#### [TASK DESCRIPTION]
Quote exactly the lines running from the line with "[trace] every instance of the snowbank" to the end of the entries, including both, and nothing else.
Segment Start: DATA SUPPLIED
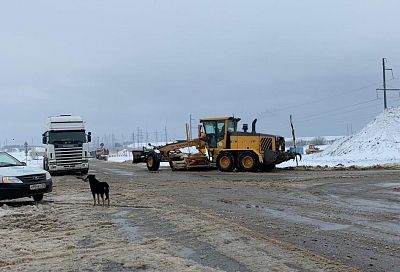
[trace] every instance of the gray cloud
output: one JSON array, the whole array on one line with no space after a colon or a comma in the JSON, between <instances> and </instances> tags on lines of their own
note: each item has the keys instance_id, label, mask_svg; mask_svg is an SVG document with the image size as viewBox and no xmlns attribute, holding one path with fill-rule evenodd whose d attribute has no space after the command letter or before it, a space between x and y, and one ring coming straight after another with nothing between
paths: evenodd
<instances>
[{"instance_id":1,"label":"gray cloud","mask_svg":"<svg viewBox=\"0 0 400 272\"><path fill-rule=\"evenodd\" d=\"M360 129L382 108L362 104L376 97L381 58L400 73L399 8L361 0L3 3L0 143L38 142L45 118L60 113L117 137L167 124L182 138L189 114L259 117L260 130L283 135L289 114L299 135ZM399 102L391 94L389 105Z\"/></svg>"}]
</instances>

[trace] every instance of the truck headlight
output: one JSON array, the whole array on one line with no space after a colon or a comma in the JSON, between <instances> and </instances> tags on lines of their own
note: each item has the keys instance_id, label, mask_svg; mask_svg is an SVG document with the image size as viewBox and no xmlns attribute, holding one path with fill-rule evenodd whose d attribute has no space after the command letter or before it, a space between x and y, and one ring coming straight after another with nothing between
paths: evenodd
<instances>
[{"instance_id":1,"label":"truck headlight","mask_svg":"<svg viewBox=\"0 0 400 272\"><path fill-rule=\"evenodd\" d=\"M49 172L46 172L46 180L49 180L49 179L51 179L51 175Z\"/></svg>"},{"instance_id":2,"label":"truck headlight","mask_svg":"<svg viewBox=\"0 0 400 272\"><path fill-rule=\"evenodd\" d=\"M3 183L22 183L22 181L17 177L3 177L1 181Z\"/></svg>"}]
</instances>

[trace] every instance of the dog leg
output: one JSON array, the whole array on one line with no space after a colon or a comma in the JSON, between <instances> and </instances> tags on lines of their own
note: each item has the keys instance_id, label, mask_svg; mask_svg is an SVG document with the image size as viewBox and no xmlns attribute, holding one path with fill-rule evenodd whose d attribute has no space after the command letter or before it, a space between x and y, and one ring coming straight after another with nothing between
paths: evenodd
<instances>
[{"instance_id":1,"label":"dog leg","mask_svg":"<svg viewBox=\"0 0 400 272\"><path fill-rule=\"evenodd\" d=\"M100 205L100 195L99 194L97 194L97 204Z\"/></svg>"},{"instance_id":2,"label":"dog leg","mask_svg":"<svg viewBox=\"0 0 400 272\"><path fill-rule=\"evenodd\" d=\"M104 206L104 194L101 194L101 200L103 201L103 206Z\"/></svg>"},{"instance_id":3,"label":"dog leg","mask_svg":"<svg viewBox=\"0 0 400 272\"><path fill-rule=\"evenodd\" d=\"M96 195L93 194L93 206L96 206Z\"/></svg>"}]
</instances>

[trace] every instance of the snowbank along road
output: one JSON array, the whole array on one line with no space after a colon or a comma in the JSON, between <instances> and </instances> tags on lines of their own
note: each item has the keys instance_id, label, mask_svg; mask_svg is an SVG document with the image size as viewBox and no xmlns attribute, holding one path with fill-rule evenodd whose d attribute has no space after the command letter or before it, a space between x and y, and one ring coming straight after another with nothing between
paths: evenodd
Segment End: DATA SUPPLIED
#### [OUTPUT FOR THIS TASK]
[trace] every instance of the snowbank along road
output: one JSON array, the whole array on one line with no space after a colon or a comma in the JSON, between <instances> and </instances> tags on lines of their own
note: each item has the keys instance_id, label, mask_svg; mask_svg is an SVG document with the image size as viewBox and no xmlns attribute, holding one path with fill-rule evenodd whose d attribute has no space after the command letter or before it, a space between x and y, and one ring coming straight after another with nothing between
paths: evenodd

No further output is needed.